| What is needed |
Carry on the notebook about cleaning the Darija tweet dataset from the point where it stops.

| Excerpt to read |
┏━━

# Data Cleanup - Tweet Dataset (Darija)

[![Open In Colab](https://colab.research.google.com/assets/colab-badge.svg)](https://colab.research.google.com/github/NouamaneTazi/hackai-challenges/blob/main/new_notebooks/data_cleanup_tweet_dataset_darija.ipynb)

## 📚 Quick Glossary
- **Dataset**: A collection of data (in our case, tweets)
- **Preprocessing**: Cleaning and preparing data for analysis
- **Tokenization**: Breaking text into individual words
- **Stop Words**: Common words that don't add much meaning (like "the", "and")
- **N-grams**: Groups of n words that appear together

## ⏱️ Time Estimate
- Part 1 (Data Cleaning): 30 minutes
- Part 2 (Analysis): 30 minutes

## 🎯 Learning Objectives
By the end of this notebook, you will:
1. Learn how to clean text data
2. Understand basic text preprocessing steps
3. Create visualizations of text data
4. Analyze word patterns in Darija tweets

📌 Challenge Description:

In this challenge, you will clean a tweet dataset from Hugging Face (`shmuhammad/AfriSenti-twitter-sentiment`), focusing on the Moroccan Darija subset. The goal is to preprocess the text data by removing emojis, usernames, and applying custom list of Darija stop words. The cleaned data will then be ready for n-gram analysis.

┗━━

| Information provided |

┏━━

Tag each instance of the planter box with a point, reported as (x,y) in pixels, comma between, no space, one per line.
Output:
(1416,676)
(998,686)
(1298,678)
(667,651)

┗━━

| Output of the exercise |
📊 Dataset Summary:
AfriSenti is the largest sentiment analysis dataset for under-represented African languages, covering 110,000+ annotated tweets in 14 African languages (Amharic, Algerian Arabic, Hausa, Igbo, Kinyarwanda, Moroccan Arabic, Mozambican Portuguese, Nigerian Pidgin, Oromo, Swahili, Tigrinya, Twi, Xitsonga, and Yoruba).

## 🛠️ Setup
First, let's install and import the necessary tools. Run this cell to get started!

In [None]:
# Install required packages
import sys
import subprocess

def install_package(package):
    subprocess.check_call([sys.executable, "-m", "pip", "install", package])

# Install required packages
required_packages = [
    "datasets",
    "pandas",
    "regex",
    "nltk",
    "matplotlib",
    "seaborn",
    "wordcloud",
    "arabic-reshaper",
    "python-bidi"
]

for package in required_packages:
    install_package(package)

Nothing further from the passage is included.